### Given exercise 1
Rescale the listing, reproducing only the lines from the one containing "- **Query**: ambulance rear door" down through the end of the listing, requests included. Multiply every bounding-box coordinate in the answers by 0.35 and round to whole numbers, halves up, but leave the numbers in the requests and their format samples unchanged.

** START Source **

Integrating Mission Portal with git

CFEngine Enterprise 3.6 integrates with Git repositories to manage CFEngine policy. In particular, the Design Center App requires access to a Git repository in order to manage sketches.

Version Control and Configuration Policy describes an out-of-the-box Git repository that is hosted on the Policy Server with the initial CFEngine masterfiles and how to configure CFEngine Enterprise to use this repository. If you already have a Git server, ensure that you have a passphraseless SSH key.

NOTE that if you don't want to use a remote Git server, you don't need to change the Mission Portal settings

As you follow these steps, refer to the diagram in the CFEngine Enterprise sketch flow. It provides a detailed look at the file structure and services that make up the Design Center App.

Overview
  1. Check access
  2. Connect the Mission Portal to the git repository
  3. Test the Design Center app
  4. End to end waiting time
  5. Access control and security
Check access

If you want to use a remote Git server, test that you can log in as the git user by using the generated passphraseless ssh key.

    root@policyserver $ ssh -i my_id_rsa git@remote-git-server
    git@remote-git-server $

Once the authorization is tested successfully, move the keypair to a secure storage location. You might want to authorize additional keys for users to interface with the repository directly. Only the Mission Portal key needs to be passphraseless. Your Git server can have additional features like the ability to make a specific key read-only. See your Git repository provider's documentation for more information.

Connect the Mission Portal to the git repository

NOTE that if you don't want to use a remote Git server, you don't need to change the Mission Portal settings

If you want to use a remote Git server, do the following.

  1. Log in to the Mission Portal as an administrator (e.g. the admin user).
  2. Navigate to Settings -> Version control repository.
  3. Input the settings from the Git service that you are using or configured.

** END Source **

### Given exercise 2
Echo the whole text on integrating Mission Portal with git word for word.

** START Provided records **

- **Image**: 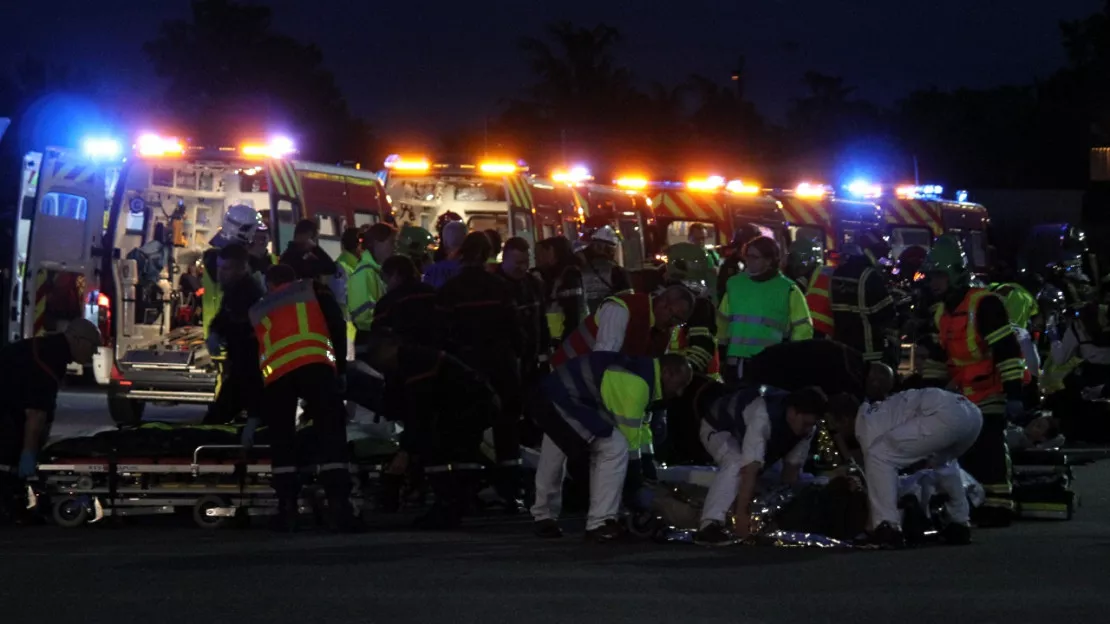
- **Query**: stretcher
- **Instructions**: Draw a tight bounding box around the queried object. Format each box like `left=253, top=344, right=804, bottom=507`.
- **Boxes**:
left=29, top=444, right=385, bottom=529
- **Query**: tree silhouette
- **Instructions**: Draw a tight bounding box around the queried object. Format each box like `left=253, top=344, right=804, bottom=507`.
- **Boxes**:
left=143, top=0, right=371, bottom=160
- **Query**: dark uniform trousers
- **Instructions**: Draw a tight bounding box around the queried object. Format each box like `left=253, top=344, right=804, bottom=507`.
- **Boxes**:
left=261, top=363, right=351, bottom=501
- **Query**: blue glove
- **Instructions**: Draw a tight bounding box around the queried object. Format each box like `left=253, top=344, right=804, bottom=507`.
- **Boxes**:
left=239, top=419, right=259, bottom=450
left=19, top=451, right=39, bottom=479
left=204, top=332, right=223, bottom=356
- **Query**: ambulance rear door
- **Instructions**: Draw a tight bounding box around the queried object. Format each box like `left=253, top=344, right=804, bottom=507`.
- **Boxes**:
left=20, top=148, right=105, bottom=336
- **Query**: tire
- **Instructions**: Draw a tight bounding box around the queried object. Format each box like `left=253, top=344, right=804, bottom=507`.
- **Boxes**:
left=108, top=394, right=147, bottom=426
left=50, top=496, right=89, bottom=529
left=193, top=495, right=232, bottom=530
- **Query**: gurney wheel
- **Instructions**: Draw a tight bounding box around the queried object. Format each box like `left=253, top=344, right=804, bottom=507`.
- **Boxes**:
left=50, top=496, right=89, bottom=529
left=193, top=495, right=231, bottom=529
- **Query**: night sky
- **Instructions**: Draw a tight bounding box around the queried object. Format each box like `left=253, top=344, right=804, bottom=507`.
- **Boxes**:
left=0, top=0, right=1103, bottom=135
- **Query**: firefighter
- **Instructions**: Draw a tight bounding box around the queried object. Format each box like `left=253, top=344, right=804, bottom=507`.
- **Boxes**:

** END Provided records **

### Worked solution 1
- **Query**: ambulance rear door
- **Instructions**: Draw a tight bounding box around the queried object. Format each box like `left=253, top=344, right=804, bottom=507`.
- **Boxes**:
left=7, top=52, right=37, bottom=118
- **Query**: tire
- **Instructions**: Draw a tight bounding box around the queried object. Format each box like `left=253, top=344, right=804, bottom=507`.
- **Boxes**:
left=38, top=138, right=51, bottom=149
left=18, top=174, right=31, bottom=185
left=68, top=173, right=81, bottom=186
- **Query**: gurney wheel
- **Instructions**: Draw a tight bounding box around the queried object. Format each box like `left=253, top=344, right=804, bottom=507`.
- **Boxes**:
left=18, top=174, right=31, bottom=185
left=68, top=173, right=81, bottom=185
- **Query**: night sky
- **Instructions**: Draw a tight bounding box around the queried object. Format each box like `left=253, top=344, right=804, bottom=507`.
- **Boxes**:
left=0, top=0, right=386, bottom=47
- **Query**: firefighter
- **Instructions**: Draw a tight bounding box around the queried object. Format each box like `left=253, top=344, right=804, bottom=507`.
- **Boxes**:

### Worked solution 2
Integrating Mission Portal with git

CFEngine Enterprise 3.6 integrates with Git repositories to manage CFEngine policy. In particular, the Design Center App requires access to a Git repository in order to manage sketches.

Version Control and Configuration Policy describes an out-of-the-box Git repository that is hosted on the Policy Server with the initial CFEngine masterfiles and how to configure CFEngine Enterprise to use this repository. If you already have a Git server, ensure that you have a passphraseless SSH key.

NOTE that if you don't want to use a remote Git server, you don't need to change the Mission Portal settings

As you follow these steps, refer to the diagram in the CFEngine Enterprise sketch flow. It provides a detailed look at the file structure and services that make up the Design Center App.

Overview
  1. Check access
  2. Connect the Mission Portal to the git repository
  3. Test the Design Center app
  4. End to end waiting time
  5. Access control and security
Check access

If you want to use a remote Git server, test that you can log in as the git user by using the generated passphraseless ssh key.

    root@policyserver $ ssh -i my_id_rsa git@remote-git-server
    git@remote-git-server $

Once the authorization is tested successfully, move the keypair to a secure storage location. You might want to authorize additional keys for users to interface with the repository directly. Only the Mission Portal key needs to be passphraseless. Your Git server can have additional features like the ability to make a specific key read-only. See your Git repository provider's documentation for more information.

Connect the Mission Portal to the git repository

NOTE that if you don't want to use a remote Git server, you don't need to change the Mission Portal settings

If you want to use a remote Git server, do the following.

  1. Log in to the Mission Portal as an administrator (e.g. the admin user).
  2. Navigate to Settings -> Version control repository.
  3. Input the settings from the Git service that you are using or configured.